━━━━━ Document extract

Navigation edges only exist if the navigation extractor ran. Navigation edges (link_to, redirect_to, form_action) are extracted by SharedDependencyScanner when processing view templates and controllers. If the extraction was limited to specific types (e.g., config.extractors = %i[models]), these edges won't be present.
Old serialized graphs may lack via metadata. The dependency graph format was updated to include via on every edge. If you have an index from before this change, edges may be bare strings without a via key. Re-run rake woods:extract to update.
dependents traversal includes all edge types by default. When you call dependents without a via filter, you get everything: code references, associations, nav edges, test coverage, and more. Filter with via when you want only a specific relationship category.
Some unit types require full extraction. Routes, middleware, engines, state machines, events, factories, and scheduled jobs are extracted by introspecting the whole application at once — not per file. Incremental extraction (rake woods:incremental) skips these. After changing a route file or adding a new job schedule, run full extraction.

━━━━━━━━━━
━━━━━ Data

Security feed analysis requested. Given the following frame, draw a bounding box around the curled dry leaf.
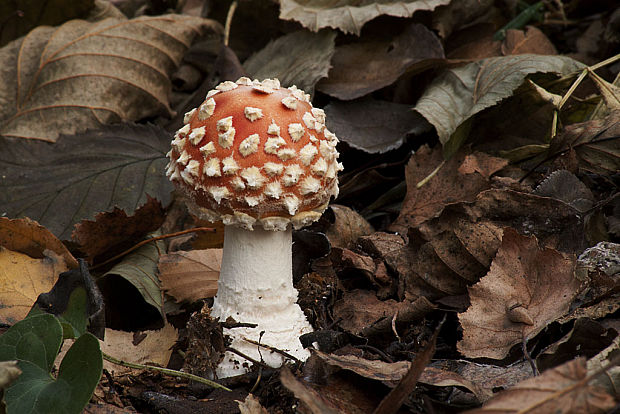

━━━━━━━━━━

Task instructions ->
(a) Answer these from the dependency graph notes, one line each:
(i) Which component extracts navigation edges?
(ii) What command updates an index whose edges lack via metadata?
(iii) Which unit types does incremental extraction skip?
(b) Pick up the dependency graph notes after their last sentence and continue them in the same style.
None of the material is needed here.

List of answers ->
(a)
(i) SharedDependencyScanner
(ii) rake woods:extract
(iii) Routes, middleware, engines, state machines, events, factories, and scheduled jobs

(b)
Console Server queries are always rolled back. Every Console Server operation runs inside a database transaction that is rolled back at the end. Writes appear to succeed and return results, but no data is persisted. SqlValidator also blocks DML/DDL at the string level before any database interaction.
Console Server needs a running Rails process. The Console Server bridges to a live Rails environment. It validates model names against ActiveRecord::Base.descendants at startup. If the Rails app is not running, the Console Server will fail to connect.
Parallel tool calls can fail together. Some MCP clients batch parallel tool calls into a single protocol request. If one call in a batch fails (e.g., a typo in an identifier), the transport layer may reject the entire batch. Validate identifiers with search before calling lookup when operating in parallel, or serialize calls when any one might fail.
The codebase_retrieve tool requires embedding setup. The tool is listed in the tool catalog regardless of configuration, but returns no results unless embedding_provider is configured and rake woods:embed has been run. Use pipeline_status to check whether embeddings are available.
Switching embedding models requires a full re-index. Different models produce vectors in different embedding spaces with different dimensions. IndexValidator detects dimension mismatches and logs a warning. Re-run rake woods:extract && rake woods:embed after changing embedding_model.